__Tarea 1__
Según el texto sobre las pensiones, ¿de qué edad a qué edad se elevó la edad de jubilación en Francia?
__Tarea 2__
Reproduzca el tramo del texto sobre las pensiones que va desde "Francia es un" hasta "los que sustentarlas.".

━━ Fragmento seleccionado

El aumento en la expectativa de vida de la población es sin duda uno de los grandes logros de la ciencia médica y del crecimiento económico. Los avances de la medicina han posibilitado tratar enfermedades antes letales, y la expansión de las economías ha aportado los recursos que permiten aprovechar esos avances. Para los sistemas de pensiones, sin embargo, dicho aumento representa un tremendo dolor de cabeza, que no se cura con aspirina, sino con un tratamiento más complejo. Y cuando el aumento se combina con un envejecimiento significativo de la población, se requiere del equivalente a un internamiento en cuidados intensivos.
Sea que las pensiones se paguen con los ahorros acumulados de los propios pensionados, aportados por ellos y sus empleadores, o que sean pagadas por las contribuciones de los que todavía están trabajando, la realidad es la misma. Para poder financiar pensiones acordes con el costo de la vida, los analistas y expertos actuariales advierten que es preciso retrasar la edad de retiro y/o elevar los aportes y contribuciones. Pero lograr que eso sea aceptado por los involucrados no es una tarea fácil. E imponerlo a la fuerza tiene un alto costo político.
Francia es un buen ejemplo. La adición de sólo dos años a la edad de jubilación, de 62 a 64, provocó protestas de gran envergadura, al tener el gobierno que recurrir a facultades especiales que le permitían aplicar el cambio sin la aprobación de la Asamblea Nacional. Aunque fundamentada en proyecciones cuidadosamente elaboradas, la iniciativa se convirtió en un tema político que enfrentó al gobierno centrista de Macron con los sindicatos y con sus rivales de derecha e izquierda.
El empleo potencial del asunto en las lides políticas motiva a muchos gobiernos a posponer decisiones al respecto. El problema, no obstante, no va a desaparecer. Por el contrario, se agravará a medida que se amplía la diferencia entre el costo de las pensiones deseadas y la disponibilidad de fondos con los que sustentarlas.

━━━━
━━ Datos de origen

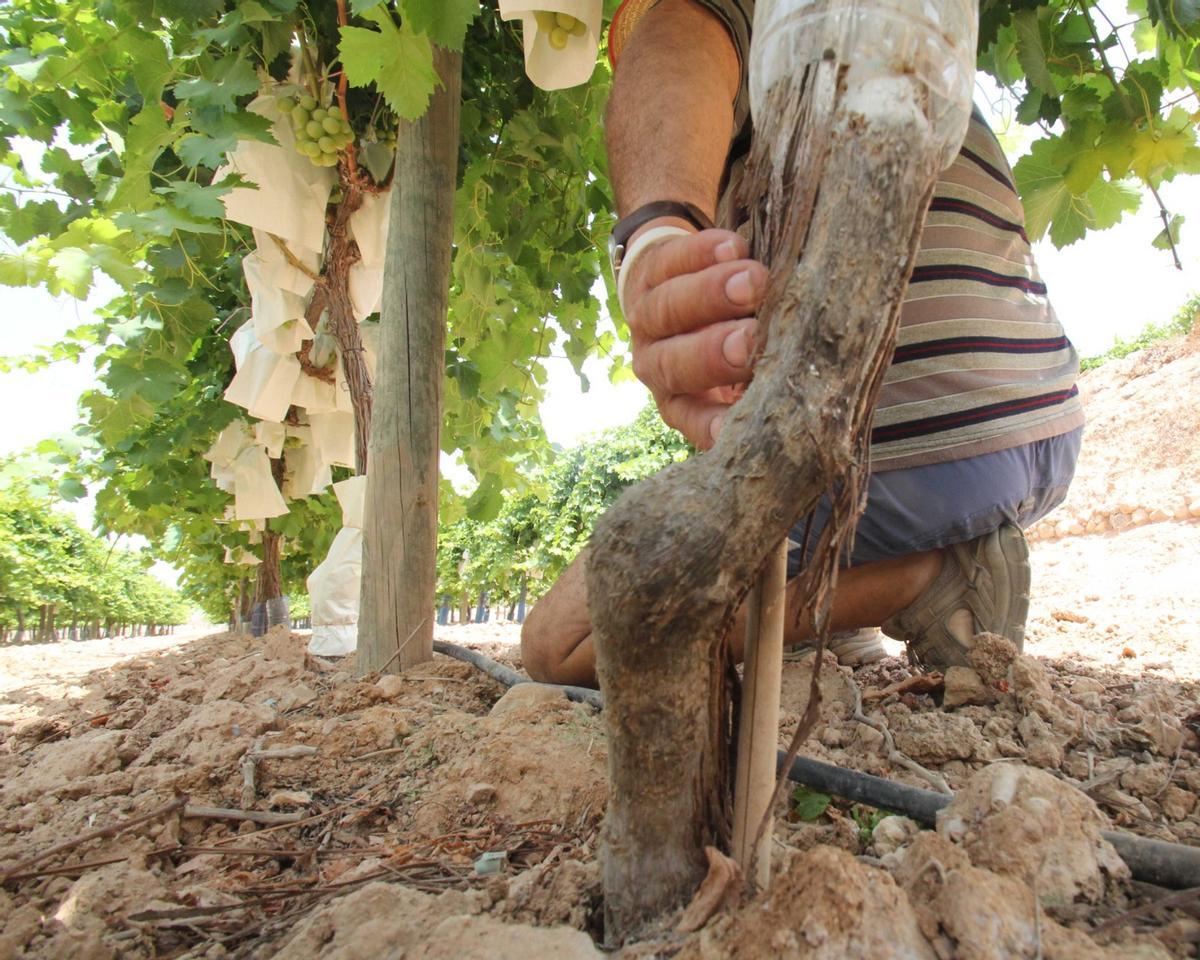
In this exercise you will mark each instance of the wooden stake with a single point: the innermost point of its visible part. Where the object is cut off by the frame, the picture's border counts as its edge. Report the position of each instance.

━━━━
━━ Datos de origen

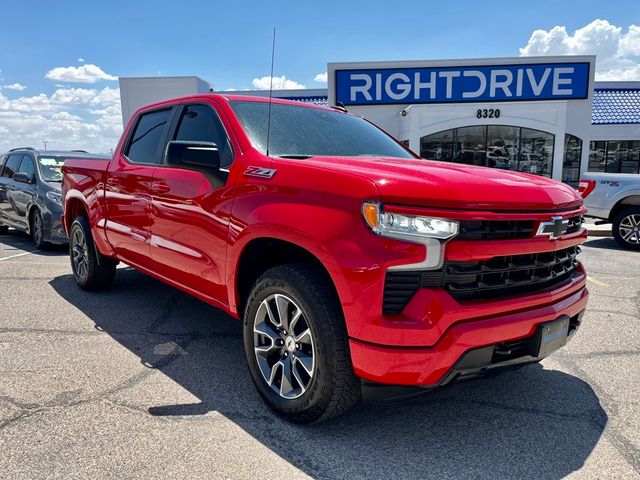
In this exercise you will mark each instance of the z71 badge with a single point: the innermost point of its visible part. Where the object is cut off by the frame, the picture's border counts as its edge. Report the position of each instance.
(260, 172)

━━━━

__Solución del ejercicio 1__
De 62 a 64 años.

__Solución del ejercicio 2__
Francia es un buen ejemplo. La adición de sólo dos años a la edad de jubilación, de 62 a 64, provocó protestas de gran envergadura, al tener el gobierno que recurrir a facultades especiales que le permitían aplicar el cambio sin la aprobación de la Asamblea Nacional. Aunque fundamentada en proyecciones cuidadosamente elaboradas, la iniciativa se convirtió en un tema político que enfrentó al gobierno centrista de Macron con los sindicatos y con sus rivales de derecha e izquierda.
El empleo potencial del asunto en las lides políticas motiva a muchos gobiernos a posponer decisiones al respecto. El problema, no obstante, no va a desaparecer. Por el contrario, se agravará a medida que se amplía la diferencia entre el costo de las pensiones deseadas y la disponibilidad de fondos con los que sustentarlas.